**REQUEST 1:** Return the records word for word, beginning at their first line and stopping after the line that contains "[(44, 48), (3, 76), (59, 79)]".

**PASSAGE GIVEN:**
Another method for evaluating a golf ball according to the present invention comprises the steps of:


calculating a first data constellation regarding a parameter dependent on a surface shape of a golf ball having numerous dimples on its surface, on the basis of a surface shape appearing at a predetermined point moment by moment during rotation of the golf ball about a first axis;


calculating a second data constellation regarding a parameter dependent on the surface shape of the golf ball, on the basis of a surface shape appearing at a predetermined point moment by moment during rotation of the golf ball about a second axis;


performing Fourier transformation on the first data constellation to obtain a first transformed data constellation;


performing Fourier transformation on the second data constellation to obtain a second transformed data constellation; and


determining an aerodynamic characteristic of the golf ball on the basis of comparison of the first transformed data constellation and the second transformed data constellation. Preferably, at the determination step, aerodynamic symmetry is determined.


A process for designing a golf ball according to the present invention comprises the steps of:


deciding positions and shapes of numerous dimples located on a surface of a golf ball;


calculating a data constellation regarding a parameter dependent on a surface shape of the golf ball, on the basis of a surface shape appearing at a predetermined point moment by moment during rotation of the golf ball;


performing Fourier transformation on the data constellation to obtain a transformed data constellation;


determining an aerodynamic characteristic of the golf ball on the basis of the transformed data constellation; and


changing the positions or the shapes of the dimples when the aerodynamic characteristic is insufficient.


Preferably, at the determination step, the aerodynamic characteristic of the golf ball is determined on the basis of a peak value and an order of a maximum peak of the transformed data constellation. Preferably, at the calculation step, the data constellation is calculated throughout one rotation of the golf ball. Preferably, at the calculation step, the data constellation is calculated on the basis of a shape of a surface near a great circle orthogonal to an axis of the rotation. Preferably, at the calculation step, the data constellation is calculated on the basis of a parameter dependent on a distance between an axis of the rotation and the surface of the golf ball. At the calculation step, the data constellation may be calculated on the basis of a parameter dependent on a volume of space between a surface of a phantom sphere and the surface of the golf ball.

**TASK INPUT:**
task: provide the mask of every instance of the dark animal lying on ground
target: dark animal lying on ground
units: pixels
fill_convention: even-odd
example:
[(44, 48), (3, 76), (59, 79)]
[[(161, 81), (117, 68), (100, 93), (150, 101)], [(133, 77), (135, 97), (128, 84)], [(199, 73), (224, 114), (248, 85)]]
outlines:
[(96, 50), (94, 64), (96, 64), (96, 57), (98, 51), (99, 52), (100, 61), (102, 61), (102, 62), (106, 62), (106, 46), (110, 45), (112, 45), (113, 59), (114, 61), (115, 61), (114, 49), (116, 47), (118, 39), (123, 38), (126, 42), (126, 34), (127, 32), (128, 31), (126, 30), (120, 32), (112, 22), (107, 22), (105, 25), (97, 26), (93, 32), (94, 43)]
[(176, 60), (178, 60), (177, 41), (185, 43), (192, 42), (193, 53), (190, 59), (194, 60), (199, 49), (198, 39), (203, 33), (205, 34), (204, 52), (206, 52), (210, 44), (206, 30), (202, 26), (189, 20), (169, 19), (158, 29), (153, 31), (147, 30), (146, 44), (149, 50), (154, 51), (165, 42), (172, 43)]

**REQUEST 2:** List each step of the golf ball design process laid out in the golf ball passage.

**TASK ANSWER 1:**
task: provide the mask of every instance of the dark animal lying on ground
target: dark animal lying on ground
units: pixels
fill_convention: even-odd
example:
[(44, 48), (3, 76), (59, 79)]

**TASK ANSWER 2:**
1. Deciding the positions and shapes of the numerous dimples on the golf ball's surface.
2. Calculating a data constellation for a parameter that depends on the ball's surface shape. This is based on the surface shape appearing at a predetermined point moment by moment as the ball rotates.
3. Performing Fourier transformation on that data constellation to obtain a transformed data constellation.
4. Determining an aerodynamic characteristic of the golf ball from the transformed data constellation.
5. Changing the positions or shapes of the dimples when the aerodynamic characteristic is insufficient.